What you should do:
Extract everything from "The Bank of" down to "upon consumer spending." in the passage on the UK economy, copying it word for word.

Passage to read:
The rate of recovery in the UK appeared to slow over the previous week as Manufacturing, Construction and Services PMI’s all missed expectations. Manufacturing production numbers also came in flat against forecasts for marginal growth.

The deterioration in the economic data department sent the pound into decline but did little to deter the FTSE which has maintained its bullish stance close to previous highs.

The resilience of the FTSE comes despite gloomy updates from some of the UK retailers. Tesco, Morrison’s and Marks & Spencer’s all posted disappointing performances throughout the closing stages of last year. Despite the poorer numbers emerging from most of the big four, J Sainsbury’s gave a positive update which showed earnings increased by 7% over the period.

The Bank of England kept rates unchanged this week, as expected, while the governor refrained from issuing more guidance on interest rates. This is as unemployment in both the UK and the US continues to fall faster than initial policy maker forecasts.

The continued decline in unemployment, along with the subsidence of inflation sees consumer incomes as a likely candidate for the next focus flavour of the month. This is particularly the case in the UK where incomes have declined or stagnated for a number of years

Many analysts believe a question mark will remain over the durability of the UK recovery until this trend is reversed. This is due to the UK economy’s reliance upon consumer spending.

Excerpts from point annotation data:
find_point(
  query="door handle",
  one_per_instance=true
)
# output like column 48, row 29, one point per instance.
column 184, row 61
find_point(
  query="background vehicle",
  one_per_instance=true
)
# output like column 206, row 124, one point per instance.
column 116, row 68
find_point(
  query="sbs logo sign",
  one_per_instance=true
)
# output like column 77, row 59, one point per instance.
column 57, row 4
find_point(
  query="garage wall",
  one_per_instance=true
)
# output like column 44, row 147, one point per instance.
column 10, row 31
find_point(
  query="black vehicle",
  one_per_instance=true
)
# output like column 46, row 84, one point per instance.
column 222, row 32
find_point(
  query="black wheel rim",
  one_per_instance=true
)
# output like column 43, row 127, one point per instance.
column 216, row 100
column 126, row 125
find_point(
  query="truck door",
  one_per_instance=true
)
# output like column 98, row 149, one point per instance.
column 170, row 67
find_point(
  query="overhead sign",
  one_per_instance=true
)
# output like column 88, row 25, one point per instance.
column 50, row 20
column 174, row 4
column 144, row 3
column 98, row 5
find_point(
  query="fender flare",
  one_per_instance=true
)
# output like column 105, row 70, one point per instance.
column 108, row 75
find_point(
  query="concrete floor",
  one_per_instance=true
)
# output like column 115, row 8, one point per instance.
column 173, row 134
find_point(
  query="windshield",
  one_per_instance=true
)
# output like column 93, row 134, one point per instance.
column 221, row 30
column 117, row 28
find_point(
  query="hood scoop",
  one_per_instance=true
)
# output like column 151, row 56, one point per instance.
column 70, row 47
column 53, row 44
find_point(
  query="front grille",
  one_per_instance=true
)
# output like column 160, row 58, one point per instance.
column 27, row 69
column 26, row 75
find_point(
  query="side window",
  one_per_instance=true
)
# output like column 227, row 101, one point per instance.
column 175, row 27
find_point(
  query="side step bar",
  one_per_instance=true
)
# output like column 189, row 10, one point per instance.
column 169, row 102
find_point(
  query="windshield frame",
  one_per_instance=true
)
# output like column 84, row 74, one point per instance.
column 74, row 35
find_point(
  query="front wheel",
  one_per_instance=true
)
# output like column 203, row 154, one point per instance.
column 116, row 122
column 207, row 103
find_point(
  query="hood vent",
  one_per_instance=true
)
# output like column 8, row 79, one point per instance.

==

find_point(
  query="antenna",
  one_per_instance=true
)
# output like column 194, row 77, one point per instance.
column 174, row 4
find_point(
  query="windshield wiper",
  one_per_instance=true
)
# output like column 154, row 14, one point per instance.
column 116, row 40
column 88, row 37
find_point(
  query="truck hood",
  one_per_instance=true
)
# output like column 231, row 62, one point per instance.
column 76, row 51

Response to this exercise:
The Bank of England kept rates unchanged this week, as expected, while the governor refrained from issuing more guidance on interest rates. This is as unemployment in both the UK and the US continues to fall faster than initial policy maker forecasts.

The continued decline in unemployment, along with the subsidence of inflation sees consumer incomes as a likely candidate for the next focus flavour of the month. This is particularly the case in the UK where incomes have declined or stagnated for a number of years

Many analysts believe a question mark will remain over the durability of the UK recovery until this trend is reversed. This is due to the UK economy’s reliance upon consumer spending.